▶ _Exercise task_: Copy the rows below, switching "Target" to "Object" wherever it occurs and keeping everything else the same.

▶ _Information shown_:
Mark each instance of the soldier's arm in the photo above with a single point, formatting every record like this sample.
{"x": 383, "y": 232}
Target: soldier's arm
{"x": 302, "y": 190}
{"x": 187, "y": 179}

▶ _Task answer_:
Mark each instance of the soldier's arm in the photo above with a single point, formatting every record like this sample.
{"x": 383, "y": 232}
Object: soldier's arm
{"x": 302, "y": 190}
{"x": 187, "y": 179}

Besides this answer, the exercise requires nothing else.